◆ TASK ITEM
Take the data from its first line. Print each line exactly until the line containing "Need: a point for each instance of the flagpole" has been printed too.

Start of ENTRIES SHOWN

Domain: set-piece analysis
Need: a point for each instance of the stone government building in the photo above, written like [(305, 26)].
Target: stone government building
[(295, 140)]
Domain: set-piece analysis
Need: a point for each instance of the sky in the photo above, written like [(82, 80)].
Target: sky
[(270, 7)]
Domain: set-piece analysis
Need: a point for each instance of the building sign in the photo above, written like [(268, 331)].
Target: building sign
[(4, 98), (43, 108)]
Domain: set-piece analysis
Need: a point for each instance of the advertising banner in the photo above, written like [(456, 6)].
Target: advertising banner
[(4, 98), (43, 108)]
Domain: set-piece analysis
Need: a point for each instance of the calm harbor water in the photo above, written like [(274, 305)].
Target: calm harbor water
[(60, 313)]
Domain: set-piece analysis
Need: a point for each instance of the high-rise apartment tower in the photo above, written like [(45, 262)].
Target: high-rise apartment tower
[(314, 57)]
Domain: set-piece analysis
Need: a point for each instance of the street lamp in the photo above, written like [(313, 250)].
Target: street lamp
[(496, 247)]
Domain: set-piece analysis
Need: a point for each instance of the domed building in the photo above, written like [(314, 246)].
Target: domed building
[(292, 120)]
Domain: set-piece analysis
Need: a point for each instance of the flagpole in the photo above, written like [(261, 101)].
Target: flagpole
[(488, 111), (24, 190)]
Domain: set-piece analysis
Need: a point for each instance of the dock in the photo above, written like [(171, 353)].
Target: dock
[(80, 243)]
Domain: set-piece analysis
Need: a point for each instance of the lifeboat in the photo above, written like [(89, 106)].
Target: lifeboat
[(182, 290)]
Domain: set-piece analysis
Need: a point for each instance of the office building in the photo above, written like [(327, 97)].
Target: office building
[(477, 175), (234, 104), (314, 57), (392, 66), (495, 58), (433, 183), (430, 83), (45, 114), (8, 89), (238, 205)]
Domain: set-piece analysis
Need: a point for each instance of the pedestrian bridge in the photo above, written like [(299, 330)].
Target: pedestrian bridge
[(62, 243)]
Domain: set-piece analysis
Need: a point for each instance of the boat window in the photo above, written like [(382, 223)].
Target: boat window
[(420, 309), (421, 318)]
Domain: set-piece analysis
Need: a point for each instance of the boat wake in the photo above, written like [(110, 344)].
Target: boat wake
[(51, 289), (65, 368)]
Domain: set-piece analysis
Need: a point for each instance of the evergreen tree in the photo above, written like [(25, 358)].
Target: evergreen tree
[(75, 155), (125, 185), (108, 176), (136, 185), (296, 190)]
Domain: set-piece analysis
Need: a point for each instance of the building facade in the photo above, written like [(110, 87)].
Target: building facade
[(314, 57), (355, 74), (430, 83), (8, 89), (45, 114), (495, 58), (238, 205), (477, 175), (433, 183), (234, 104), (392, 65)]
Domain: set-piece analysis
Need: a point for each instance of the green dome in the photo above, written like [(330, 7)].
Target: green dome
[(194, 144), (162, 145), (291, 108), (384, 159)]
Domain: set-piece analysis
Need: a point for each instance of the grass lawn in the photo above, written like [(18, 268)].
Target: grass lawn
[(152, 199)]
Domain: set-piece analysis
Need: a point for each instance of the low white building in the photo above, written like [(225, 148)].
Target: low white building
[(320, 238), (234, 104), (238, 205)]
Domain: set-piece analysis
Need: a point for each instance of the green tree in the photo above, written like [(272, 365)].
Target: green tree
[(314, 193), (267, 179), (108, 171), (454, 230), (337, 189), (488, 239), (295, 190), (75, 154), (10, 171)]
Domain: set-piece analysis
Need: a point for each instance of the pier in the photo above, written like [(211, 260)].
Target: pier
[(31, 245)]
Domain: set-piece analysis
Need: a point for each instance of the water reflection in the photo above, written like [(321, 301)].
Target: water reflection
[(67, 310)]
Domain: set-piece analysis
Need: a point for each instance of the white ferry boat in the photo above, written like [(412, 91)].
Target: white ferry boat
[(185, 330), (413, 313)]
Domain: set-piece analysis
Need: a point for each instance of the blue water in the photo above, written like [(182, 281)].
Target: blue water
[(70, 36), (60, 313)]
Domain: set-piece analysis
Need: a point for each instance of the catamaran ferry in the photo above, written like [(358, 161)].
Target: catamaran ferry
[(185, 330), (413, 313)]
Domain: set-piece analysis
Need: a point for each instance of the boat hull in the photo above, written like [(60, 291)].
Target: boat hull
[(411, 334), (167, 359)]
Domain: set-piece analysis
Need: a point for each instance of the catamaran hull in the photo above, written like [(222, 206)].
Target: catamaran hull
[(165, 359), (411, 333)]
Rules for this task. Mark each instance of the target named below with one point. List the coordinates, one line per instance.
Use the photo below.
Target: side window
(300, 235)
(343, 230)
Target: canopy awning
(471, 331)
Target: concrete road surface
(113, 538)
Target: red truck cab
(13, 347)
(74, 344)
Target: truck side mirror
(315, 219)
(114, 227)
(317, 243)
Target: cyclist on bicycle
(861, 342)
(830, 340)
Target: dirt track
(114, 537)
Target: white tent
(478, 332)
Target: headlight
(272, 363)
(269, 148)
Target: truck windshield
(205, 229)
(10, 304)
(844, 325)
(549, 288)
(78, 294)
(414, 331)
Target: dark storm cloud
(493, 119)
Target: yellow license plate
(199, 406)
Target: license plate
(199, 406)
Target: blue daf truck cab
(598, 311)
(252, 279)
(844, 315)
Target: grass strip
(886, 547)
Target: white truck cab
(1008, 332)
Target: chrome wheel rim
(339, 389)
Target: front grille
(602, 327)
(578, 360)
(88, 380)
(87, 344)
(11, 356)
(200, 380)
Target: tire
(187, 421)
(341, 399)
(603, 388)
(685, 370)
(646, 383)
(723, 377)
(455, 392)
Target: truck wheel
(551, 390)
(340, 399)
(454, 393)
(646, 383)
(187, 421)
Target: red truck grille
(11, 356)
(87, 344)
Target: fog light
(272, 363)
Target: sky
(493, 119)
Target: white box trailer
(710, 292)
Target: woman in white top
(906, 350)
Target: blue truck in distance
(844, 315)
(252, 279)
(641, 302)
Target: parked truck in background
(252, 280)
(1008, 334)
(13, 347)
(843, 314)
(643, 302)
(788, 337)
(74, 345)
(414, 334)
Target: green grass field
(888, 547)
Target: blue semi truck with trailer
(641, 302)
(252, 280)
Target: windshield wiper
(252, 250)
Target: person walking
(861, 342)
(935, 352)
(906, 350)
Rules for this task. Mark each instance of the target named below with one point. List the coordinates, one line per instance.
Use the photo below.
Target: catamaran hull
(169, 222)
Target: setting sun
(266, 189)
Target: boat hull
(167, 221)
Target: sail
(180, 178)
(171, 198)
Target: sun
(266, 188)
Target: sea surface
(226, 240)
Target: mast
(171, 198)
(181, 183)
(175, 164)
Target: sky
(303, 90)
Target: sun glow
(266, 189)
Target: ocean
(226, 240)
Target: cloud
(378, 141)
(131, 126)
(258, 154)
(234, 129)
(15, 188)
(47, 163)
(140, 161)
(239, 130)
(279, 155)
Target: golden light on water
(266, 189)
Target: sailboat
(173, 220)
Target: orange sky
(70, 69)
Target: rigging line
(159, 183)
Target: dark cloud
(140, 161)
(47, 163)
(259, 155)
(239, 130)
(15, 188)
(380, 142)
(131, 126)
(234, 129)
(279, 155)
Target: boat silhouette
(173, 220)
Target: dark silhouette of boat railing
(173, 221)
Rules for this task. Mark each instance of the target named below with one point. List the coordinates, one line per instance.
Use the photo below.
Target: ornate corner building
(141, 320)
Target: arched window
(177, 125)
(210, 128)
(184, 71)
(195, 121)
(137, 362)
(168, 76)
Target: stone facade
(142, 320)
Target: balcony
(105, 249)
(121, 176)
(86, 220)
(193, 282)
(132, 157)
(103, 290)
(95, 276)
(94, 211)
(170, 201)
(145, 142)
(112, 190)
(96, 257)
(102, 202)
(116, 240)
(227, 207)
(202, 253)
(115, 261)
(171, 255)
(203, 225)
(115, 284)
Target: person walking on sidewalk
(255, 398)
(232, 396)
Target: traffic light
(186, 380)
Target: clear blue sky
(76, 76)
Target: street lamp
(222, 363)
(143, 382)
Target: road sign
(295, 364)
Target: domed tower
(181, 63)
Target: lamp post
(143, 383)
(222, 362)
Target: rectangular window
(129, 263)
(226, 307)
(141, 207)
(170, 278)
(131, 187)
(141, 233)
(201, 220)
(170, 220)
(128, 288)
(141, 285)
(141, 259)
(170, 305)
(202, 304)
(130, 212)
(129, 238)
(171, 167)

End of ENTRIES SHOWN

◆ EXERCISE OUTPUT
Domain: set-piece analysis
Need: a point for each instance of the stone government building in the photo above, written like [(305, 26)].
Target: stone government building
[(295, 140)]
Domain: set-piece analysis
Need: a point for each instance of the sky in the photo above, written like [(82, 80)].
Target: sky
[(270, 7)]
Domain: set-piece analysis
Need: a point for each instance of the building sign in the photo above, written like [(268, 331)].
Target: building sign
[(4, 98), (43, 108)]
Domain: set-piece analysis
Need: a point for each instance of the advertising banner in the photo above, written like [(456, 6)].
Target: advertising banner
[(4, 98), (43, 108)]
Domain: set-piece analysis
Need: a point for each instance of the calm harbor water in the photo above, written like [(274, 305)].
Target: calm harbor water
[(60, 313)]
Domain: set-piece analysis
Need: a point for each instance of the high-rise apartment tower in the photo above, written like [(45, 262)].
Target: high-rise apartment tower
[(314, 57)]
Domain: set-piece analysis
Need: a point for each instance of the street lamp in the photo above, written like [(313, 250)].
Target: street lamp
[(496, 247)]
Domain: set-piece analysis
Need: a point for each instance of the domed building in the photo above, written like [(314, 246)].
Target: domed building
[(292, 120)]
Domain: set-piece analysis
Need: a point for each instance of the flagpole in the photo above, written like [(261, 101)].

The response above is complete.